#### Texto fornecido:
____
Após a prova, “Pedro” retornou à sua cidade. Por mais que lutasse contra, sabia que precisaria passar alguns dias naquela casa. Ele preferia voltar o mais rápido possível a treinar, usando toda a adrenalina pós-prova para se manter ativo. Mas eu sei, você sabe e ele também sabe que isso é impossível, pois descansar é preciso!
@Ivan Padovani
@Ivan Padovani
Eu, particularmente, gosto de tentar colocar a “vida em ordem”, fazendo coisas proteladas pela falta de tempo, como um conserto no carro ou simplesmente ir ao cinema. Pedro, por outro lado, já sabia o seu destino.
Ele a chama de Casa Escura do Lago. Uma pequena cabana, toda em madeira já muito envelhecida e mal tratada pela umidade da região. Ganhou o sombrio apelido quando Pedro ainda era uma criança. Nunca sofreu reformas. O passar dos anos só ajudou a reafirmar as características e o nome do local.
Pedro a descreveu como um local simples e muito rústico. Uma pequena varanda na frente com uma rede e uma cadeira de embalar. Dentro, uma pequena sala com uma mesa e dois bancos. Aliás, o segundo banco seria desnecessário, pois ele nunca recebe ninguém naquela casa. Um banheiro muito simples, sem espelhos, apenas um cano para a água fria, cujo fluxo é controlado por um pedaço de madeira. O quarto acompanha a peculiar e natural arquitetura do resto da casa, contendo apenas uma cama de solteiro, colchão e nada mais.
____
Prossiga com o texto sobre a Casa Escura do Lago a partir do ponto em que ele termina. As linhas abaixo não têm relação com o texto sobre a Casa Escura do Lago.

#### Linhas fornecidas:
____
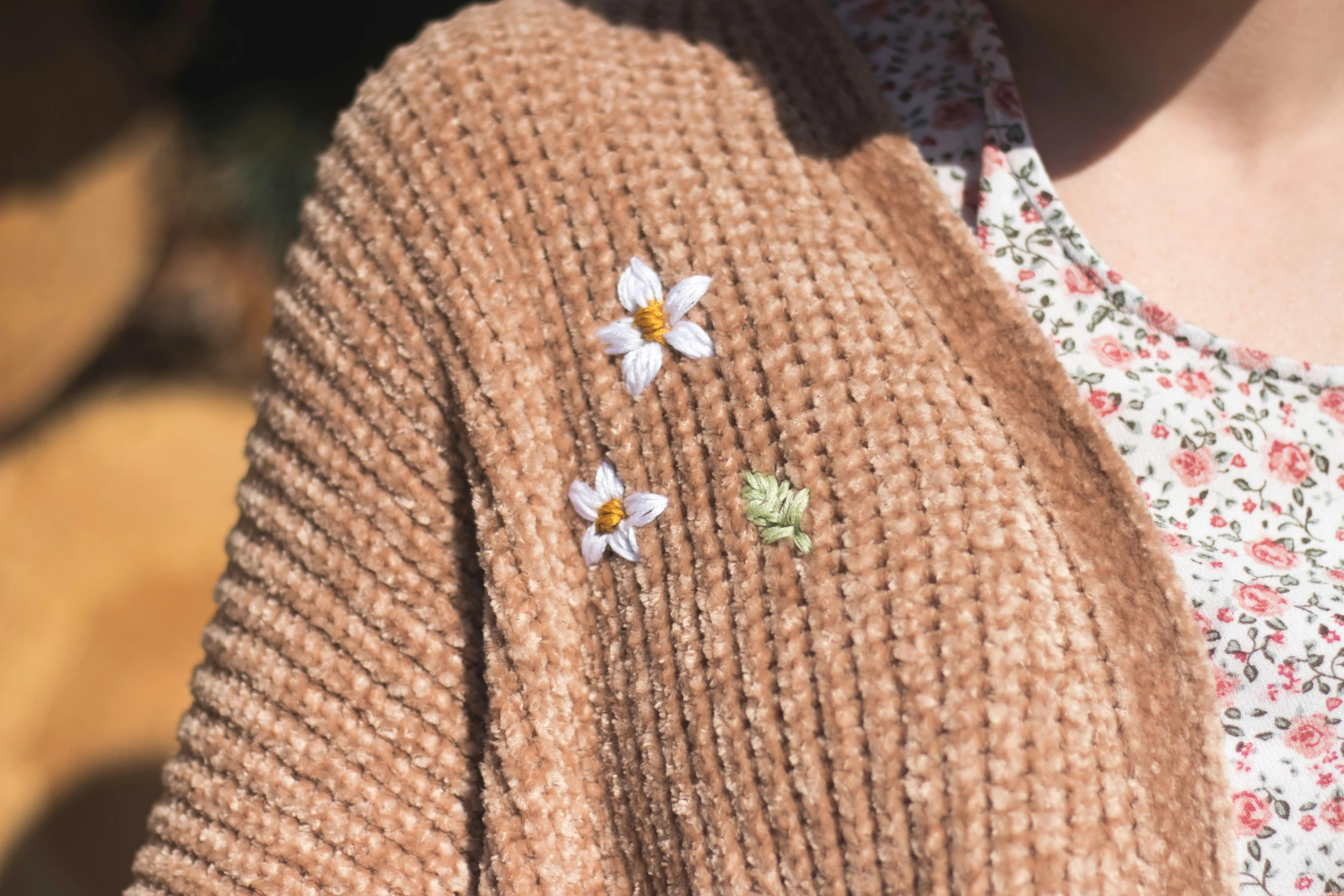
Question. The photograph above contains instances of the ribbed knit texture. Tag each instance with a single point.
(981, 680)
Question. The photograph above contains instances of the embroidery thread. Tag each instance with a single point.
(615, 516)
(773, 507)
(655, 323)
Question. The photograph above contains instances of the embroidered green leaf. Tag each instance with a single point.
(776, 508)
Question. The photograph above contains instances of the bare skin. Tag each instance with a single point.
(1198, 144)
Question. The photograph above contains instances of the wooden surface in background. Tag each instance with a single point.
(113, 516)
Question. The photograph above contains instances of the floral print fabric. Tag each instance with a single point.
(1239, 455)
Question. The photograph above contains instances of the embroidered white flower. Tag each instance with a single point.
(656, 323)
(615, 516)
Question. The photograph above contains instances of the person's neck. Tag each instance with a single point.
(1246, 75)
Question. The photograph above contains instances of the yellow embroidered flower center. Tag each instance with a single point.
(652, 321)
(609, 515)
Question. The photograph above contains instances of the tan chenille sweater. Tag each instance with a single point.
(981, 680)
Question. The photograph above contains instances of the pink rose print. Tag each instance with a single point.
(1288, 463)
(953, 114)
(1194, 468)
(1252, 359)
(1333, 402)
(1250, 813)
(1273, 554)
(1310, 735)
(1105, 403)
(1194, 383)
(1078, 281)
(1260, 599)
(1159, 318)
(1004, 97)
(1333, 813)
(1111, 352)
(1225, 686)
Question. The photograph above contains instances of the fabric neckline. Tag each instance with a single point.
(1007, 125)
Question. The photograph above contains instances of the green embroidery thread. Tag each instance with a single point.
(773, 507)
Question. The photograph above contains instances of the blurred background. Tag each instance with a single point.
(152, 160)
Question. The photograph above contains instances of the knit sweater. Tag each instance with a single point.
(983, 676)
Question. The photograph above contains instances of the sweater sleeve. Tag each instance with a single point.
(336, 726)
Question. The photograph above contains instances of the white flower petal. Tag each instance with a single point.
(639, 286)
(585, 500)
(608, 484)
(643, 508)
(642, 366)
(594, 546)
(621, 336)
(685, 296)
(690, 339)
(623, 541)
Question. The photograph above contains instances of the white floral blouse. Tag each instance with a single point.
(1239, 455)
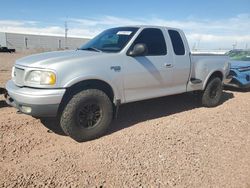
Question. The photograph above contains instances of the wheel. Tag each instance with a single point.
(211, 96)
(87, 115)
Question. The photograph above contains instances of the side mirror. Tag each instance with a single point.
(139, 49)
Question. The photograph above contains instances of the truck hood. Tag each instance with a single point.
(48, 59)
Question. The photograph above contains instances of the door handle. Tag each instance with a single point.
(168, 65)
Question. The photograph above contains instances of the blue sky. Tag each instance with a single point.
(208, 24)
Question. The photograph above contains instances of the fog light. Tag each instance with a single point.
(26, 109)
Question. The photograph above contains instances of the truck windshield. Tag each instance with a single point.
(111, 40)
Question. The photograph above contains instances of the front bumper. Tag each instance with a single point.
(35, 102)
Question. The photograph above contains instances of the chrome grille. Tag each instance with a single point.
(18, 76)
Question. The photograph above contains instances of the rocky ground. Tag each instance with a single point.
(165, 142)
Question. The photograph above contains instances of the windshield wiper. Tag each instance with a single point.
(92, 49)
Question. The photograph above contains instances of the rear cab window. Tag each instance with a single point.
(177, 42)
(154, 40)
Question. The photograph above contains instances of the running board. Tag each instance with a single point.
(195, 81)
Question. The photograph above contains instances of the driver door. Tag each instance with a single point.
(150, 75)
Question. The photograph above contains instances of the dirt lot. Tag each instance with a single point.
(165, 142)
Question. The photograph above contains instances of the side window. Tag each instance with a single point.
(177, 42)
(154, 40)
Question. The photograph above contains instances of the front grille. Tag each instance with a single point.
(18, 76)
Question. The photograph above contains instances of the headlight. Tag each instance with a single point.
(41, 77)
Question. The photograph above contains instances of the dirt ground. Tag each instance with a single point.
(165, 142)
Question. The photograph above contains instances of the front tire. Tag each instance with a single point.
(87, 115)
(211, 96)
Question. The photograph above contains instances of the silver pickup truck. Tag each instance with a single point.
(84, 88)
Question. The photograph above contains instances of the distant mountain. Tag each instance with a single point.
(238, 54)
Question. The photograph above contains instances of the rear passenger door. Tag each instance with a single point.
(150, 75)
(182, 62)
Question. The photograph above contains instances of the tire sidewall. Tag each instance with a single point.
(206, 99)
(69, 121)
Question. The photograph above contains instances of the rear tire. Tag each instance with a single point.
(87, 115)
(211, 96)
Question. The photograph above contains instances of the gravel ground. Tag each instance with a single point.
(165, 142)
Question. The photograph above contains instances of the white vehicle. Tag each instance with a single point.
(84, 88)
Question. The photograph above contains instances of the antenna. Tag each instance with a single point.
(234, 45)
(66, 35)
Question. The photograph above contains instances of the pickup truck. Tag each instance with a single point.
(84, 88)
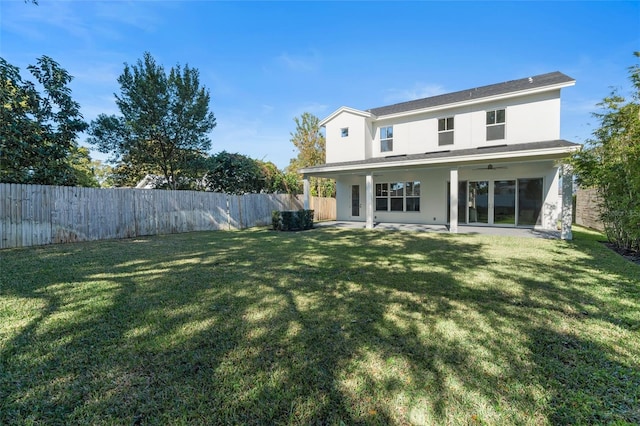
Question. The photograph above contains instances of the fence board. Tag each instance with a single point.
(39, 214)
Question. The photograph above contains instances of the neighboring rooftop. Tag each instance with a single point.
(534, 82)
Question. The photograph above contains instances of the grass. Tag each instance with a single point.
(329, 326)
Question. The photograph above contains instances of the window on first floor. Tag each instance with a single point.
(445, 131)
(386, 139)
(398, 196)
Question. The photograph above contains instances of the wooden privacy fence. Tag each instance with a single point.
(36, 214)
(588, 209)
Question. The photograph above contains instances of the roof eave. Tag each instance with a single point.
(557, 152)
(509, 95)
(365, 114)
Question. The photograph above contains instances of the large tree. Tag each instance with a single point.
(310, 144)
(40, 123)
(610, 162)
(164, 122)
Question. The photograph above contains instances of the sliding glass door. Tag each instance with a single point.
(478, 207)
(504, 202)
(499, 202)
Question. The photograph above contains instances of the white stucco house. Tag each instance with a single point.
(487, 156)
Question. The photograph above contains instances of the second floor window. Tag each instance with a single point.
(445, 131)
(495, 124)
(386, 139)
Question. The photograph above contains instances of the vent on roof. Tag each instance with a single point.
(492, 146)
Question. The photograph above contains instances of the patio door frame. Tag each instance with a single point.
(464, 220)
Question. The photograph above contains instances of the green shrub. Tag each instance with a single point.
(292, 220)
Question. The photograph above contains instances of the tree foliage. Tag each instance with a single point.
(311, 146)
(163, 126)
(610, 162)
(238, 174)
(40, 125)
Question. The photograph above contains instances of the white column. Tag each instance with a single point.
(369, 201)
(453, 204)
(567, 202)
(306, 192)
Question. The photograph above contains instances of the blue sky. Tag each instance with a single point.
(268, 62)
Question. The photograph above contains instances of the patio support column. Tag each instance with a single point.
(306, 192)
(453, 204)
(567, 202)
(369, 201)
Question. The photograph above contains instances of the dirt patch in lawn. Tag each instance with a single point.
(630, 255)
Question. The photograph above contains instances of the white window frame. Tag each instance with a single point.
(495, 123)
(386, 142)
(388, 192)
(447, 129)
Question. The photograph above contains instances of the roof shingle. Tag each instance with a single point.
(534, 82)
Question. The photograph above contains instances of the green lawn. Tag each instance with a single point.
(328, 326)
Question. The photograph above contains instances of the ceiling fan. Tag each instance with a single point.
(490, 167)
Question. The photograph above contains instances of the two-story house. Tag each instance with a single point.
(488, 156)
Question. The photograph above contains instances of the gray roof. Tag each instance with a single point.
(533, 82)
(446, 154)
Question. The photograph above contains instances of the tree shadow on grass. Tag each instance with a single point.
(321, 327)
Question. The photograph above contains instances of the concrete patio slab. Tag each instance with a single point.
(462, 229)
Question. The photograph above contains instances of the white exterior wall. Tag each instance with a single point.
(343, 197)
(531, 118)
(433, 196)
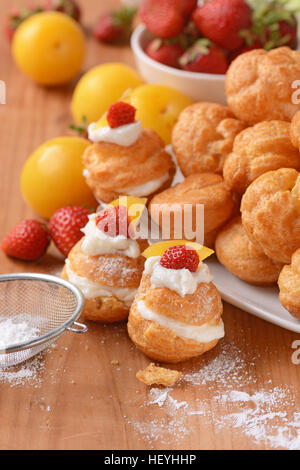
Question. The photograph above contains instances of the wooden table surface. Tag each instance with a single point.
(79, 399)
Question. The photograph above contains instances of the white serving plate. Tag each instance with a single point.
(262, 302)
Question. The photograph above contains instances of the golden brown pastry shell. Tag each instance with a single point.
(256, 150)
(108, 270)
(111, 166)
(271, 213)
(238, 254)
(259, 85)
(162, 344)
(203, 137)
(203, 188)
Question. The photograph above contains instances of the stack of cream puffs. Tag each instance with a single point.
(176, 314)
(106, 265)
(125, 159)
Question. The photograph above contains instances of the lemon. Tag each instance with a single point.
(52, 176)
(49, 48)
(101, 87)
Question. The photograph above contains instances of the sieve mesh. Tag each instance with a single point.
(45, 302)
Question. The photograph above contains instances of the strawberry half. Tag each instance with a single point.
(162, 18)
(180, 257)
(114, 221)
(120, 114)
(28, 241)
(115, 25)
(65, 227)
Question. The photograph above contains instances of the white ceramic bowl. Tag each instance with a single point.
(199, 86)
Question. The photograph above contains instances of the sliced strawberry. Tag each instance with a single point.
(162, 18)
(114, 221)
(164, 52)
(222, 20)
(204, 57)
(120, 114)
(180, 257)
(65, 227)
(28, 241)
(115, 25)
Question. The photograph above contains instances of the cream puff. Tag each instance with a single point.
(247, 262)
(106, 267)
(126, 159)
(203, 137)
(259, 85)
(264, 147)
(271, 213)
(289, 286)
(176, 314)
(207, 189)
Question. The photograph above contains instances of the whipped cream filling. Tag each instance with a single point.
(203, 334)
(146, 188)
(91, 289)
(97, 242)
(181, 281)
(124, 135)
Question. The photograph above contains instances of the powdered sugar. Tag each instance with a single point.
(14, 331)
(28, 373)
(261, 415)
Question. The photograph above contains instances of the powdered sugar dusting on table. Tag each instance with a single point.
(260, 415)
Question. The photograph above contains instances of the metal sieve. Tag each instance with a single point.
(46, 302)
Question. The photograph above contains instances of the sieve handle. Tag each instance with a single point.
(80, 328)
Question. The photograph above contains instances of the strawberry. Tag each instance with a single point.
(80, 130)
(69, 7)
(15, 17)
(115, 25)
(222, 20)
(204, 57)
(185, 7)
(180, 257)
(65, 227)
(242, 50)
(162, 18)
(165, 52)
(120, 114)
(114, 221)
(28, 241)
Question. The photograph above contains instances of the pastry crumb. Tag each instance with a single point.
(158, 375)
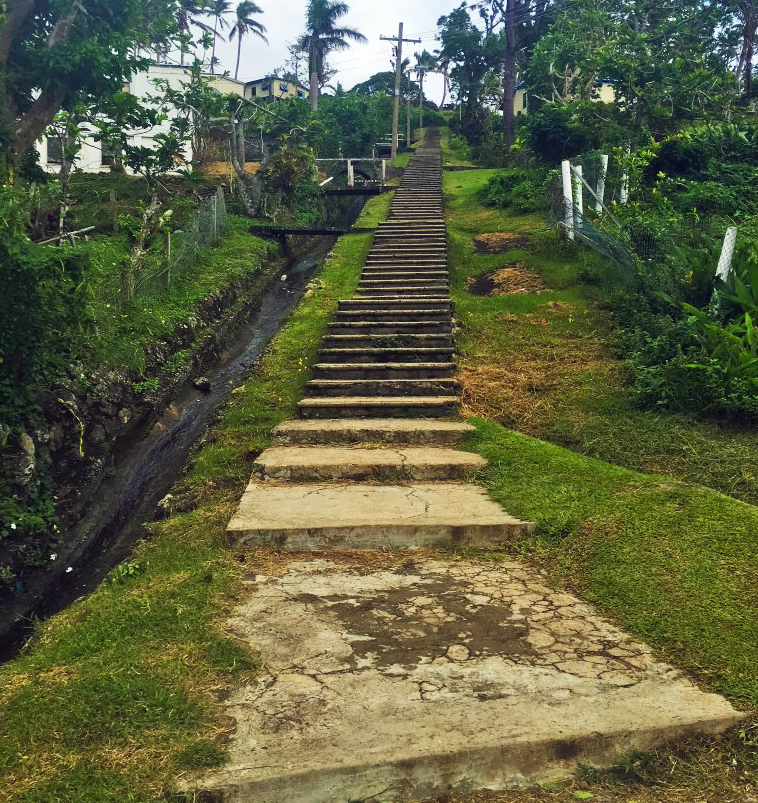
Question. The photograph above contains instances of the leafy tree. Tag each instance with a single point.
(475, 57)
(187, 15)
(52, 55)
(244, 24)
(665, 59)
(217, 10)
(322, 37)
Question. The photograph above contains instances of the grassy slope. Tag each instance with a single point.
(118, 695)
(560, 380)
(674, 563)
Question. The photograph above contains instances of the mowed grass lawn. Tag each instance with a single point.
(639, 514)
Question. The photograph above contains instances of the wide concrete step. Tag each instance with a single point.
(410, 272)
(384, 370)
(357, 516)
(380, 292)
(435, 313)
(391, 303)
(432, 677)
(404, 354)
(405, 340)
(378, 407)
(441, 386)
(344, 431)
(334, 463)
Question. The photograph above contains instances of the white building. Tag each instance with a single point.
(96, 157)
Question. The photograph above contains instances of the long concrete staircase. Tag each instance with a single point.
(385, 378)
(394, 675)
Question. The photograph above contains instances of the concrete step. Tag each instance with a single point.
(379, 407)
(395, 387)
(359, 516)
(420, 340)
(430, 678)
(412, 273)
(396, 302)
(384, 370)
(408, 292)
(343, 431)
(335, 463)
(397, 327)
(367, 355)
(432, 313)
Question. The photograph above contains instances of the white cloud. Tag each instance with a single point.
(285, 21)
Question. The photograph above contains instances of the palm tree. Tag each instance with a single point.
(322, 37)
(187, 15)
(217, 9)
(245, 24)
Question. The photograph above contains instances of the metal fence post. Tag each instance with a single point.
(568, 198)
(601, 183)
(578, 198)
(727, 253)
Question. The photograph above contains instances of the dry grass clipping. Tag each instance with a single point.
(522, 387)
(506, 280)
(499, 242)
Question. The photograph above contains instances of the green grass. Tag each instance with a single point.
(121, 334)
(669, 559)
(561, 380)
(675, 564)
(120, 693)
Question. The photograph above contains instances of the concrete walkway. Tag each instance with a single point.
(394, 675)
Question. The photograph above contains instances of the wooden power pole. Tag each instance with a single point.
(398, 78)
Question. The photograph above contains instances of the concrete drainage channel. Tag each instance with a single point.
(402, 682)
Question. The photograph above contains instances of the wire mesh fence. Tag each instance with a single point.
(637, 244)
(169, 257)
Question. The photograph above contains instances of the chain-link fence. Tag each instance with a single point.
(639, 243)
(168, 255)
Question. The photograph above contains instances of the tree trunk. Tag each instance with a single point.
(313, 62)
(213, 52)
(509, 75)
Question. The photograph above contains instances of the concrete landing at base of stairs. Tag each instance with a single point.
(416, 516)
(431, 676)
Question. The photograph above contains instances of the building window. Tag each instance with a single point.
(54, 150)
(110, 153)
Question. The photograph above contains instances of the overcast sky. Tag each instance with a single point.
(285, 19)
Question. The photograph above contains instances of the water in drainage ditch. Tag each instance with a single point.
(107, 534)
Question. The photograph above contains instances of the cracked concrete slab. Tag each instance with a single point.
(436, 676)
(359, 516)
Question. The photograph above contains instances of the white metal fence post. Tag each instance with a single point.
(601, 183)
(568, 198)
(578, 198)
(624, 194)
(727, 253)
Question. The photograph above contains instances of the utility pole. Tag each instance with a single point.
(420, 73)
(398, 77)
(408, 114)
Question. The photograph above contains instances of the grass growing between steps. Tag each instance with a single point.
(119, 695)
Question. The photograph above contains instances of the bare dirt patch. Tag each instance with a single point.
(506, 280)
(497, 242)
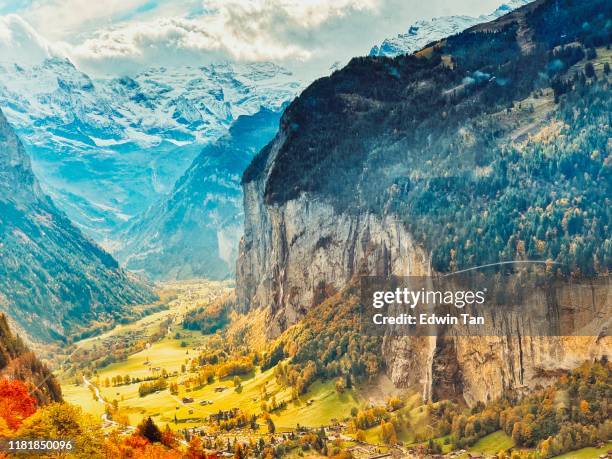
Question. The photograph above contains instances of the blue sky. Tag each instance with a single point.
(119, 36)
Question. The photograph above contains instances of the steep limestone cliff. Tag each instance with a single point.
(360, 158)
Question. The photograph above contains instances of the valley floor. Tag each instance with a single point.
(157, 346)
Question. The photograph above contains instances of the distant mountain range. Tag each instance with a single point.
(112, 152)
(422, 33)
(106, 149)
(54, 281)
(195, 230)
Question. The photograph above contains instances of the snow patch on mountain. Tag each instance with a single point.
(424, 32)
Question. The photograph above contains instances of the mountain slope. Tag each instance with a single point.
(105, 149)
(194, 232)
(422, 33)
(488, 146)
(52, 278)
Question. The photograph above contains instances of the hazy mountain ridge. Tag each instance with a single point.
(195, 230)
(424, 32)
(53, 279)
(107, 148)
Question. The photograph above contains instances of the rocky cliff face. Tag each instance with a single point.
(203, 213)
(294, 255)
(320, 204)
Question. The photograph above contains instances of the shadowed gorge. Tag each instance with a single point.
(53, 279)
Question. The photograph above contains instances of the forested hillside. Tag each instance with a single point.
(490, 145)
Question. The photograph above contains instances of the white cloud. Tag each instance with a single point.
(21, 44)
(122, 36)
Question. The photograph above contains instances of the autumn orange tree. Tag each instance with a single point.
(16, 403)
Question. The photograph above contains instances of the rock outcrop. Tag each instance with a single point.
(315, 217)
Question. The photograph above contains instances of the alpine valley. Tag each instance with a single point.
(246, 209)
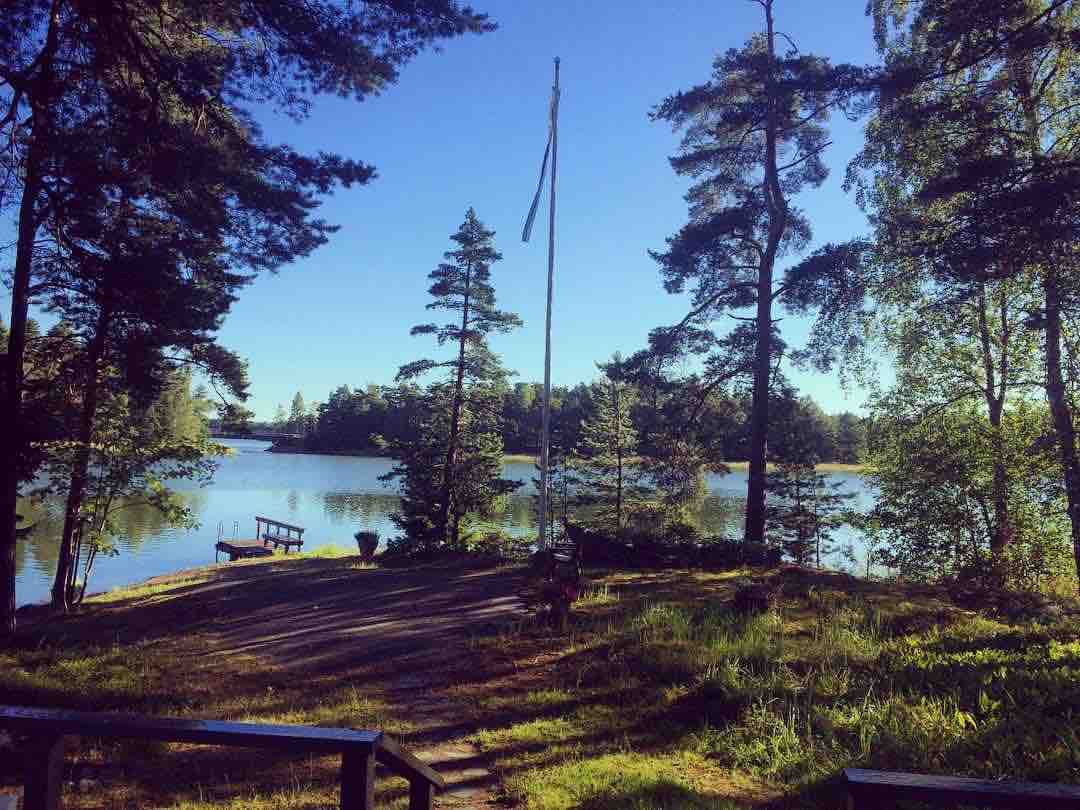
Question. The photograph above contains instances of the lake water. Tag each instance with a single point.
(331, 496)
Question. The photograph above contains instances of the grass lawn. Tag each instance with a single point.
(658, 697)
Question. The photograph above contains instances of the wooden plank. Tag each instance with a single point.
(243, 549)
(421, 794)
(283, 540)
(43, 766)
(278, 523)
(169, 729)
(405, 765)
(871, 787)
(358, 780)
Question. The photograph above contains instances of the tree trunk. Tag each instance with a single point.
(451, 445)
(763, 355)
(80, 470)
(11, 407)
(1060, 409)
(618, 428)
(1056, 395)
(995, 387)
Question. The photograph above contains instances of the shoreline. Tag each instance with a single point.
(524, 458)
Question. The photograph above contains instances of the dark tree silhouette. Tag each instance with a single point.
(753, 137)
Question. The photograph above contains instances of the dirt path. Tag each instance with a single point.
(318, 617)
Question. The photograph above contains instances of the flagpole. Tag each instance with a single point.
____
#### Resultado da tarefa:
Velas e lamparinas resolvem o problema da escuridão durante a noite. Livros, papel, caneta e uma máquina de datilografar ajudam a passar o tempo.
Ainda na sala, há espaço suficiente para encostar a bicicleta de mountain bike e colocar todos os equipamentos de natação e corrida no canto. Tudo isso sem afetar o charme que a mesa de madeira oferece.
No entorno da casa, existe um lago perfeito para nadar. Existem ainda várias trilhas para corrida e ciclismo em mountain bike. Asfalto, nem pensar!
O verde das árvores é acinzentado e distorcido pela chuva fina que cai sem parar. Pássaros são constantemente interrompidos por cigarras, que não têm hora para cantar. O silêncio, característico do local, tranquiliza até a mais inquieta das mentes, porém anestesia o corpo e a vontade de quem deseja voltar a treinar.
Pedro estava muito cansado pela viagem de avião, pelas horas no aeroporto e pela prova também! Apenas se jogou na cama como uma árvore que cai envelhecida em sua morte natural, e apagou em um sono profundo.
O dia amanheceu e ele nem percebeu. Uma pena, pois pretendia ver o nascer do sol e nadar o mais cedo possível. A chuva cinzenta era incessante. Um peso absurdo, muito além dos quilos a mais pós-prova, mantinha seu corpo na cama.
Foi até à mesa da sala e lá estavam frutas e outros itens para o café da manhã. Já passava das dez horas. “Preciso nadar” ele pensou.
Sentou-se então na varanda da casa, sentindo a madeira úmida e fria tocando as pernas. Enrolado em um cobertor, observou o lago por alguns minutos. Estava frio, muito frio! Logo foi desencorajado a nadar.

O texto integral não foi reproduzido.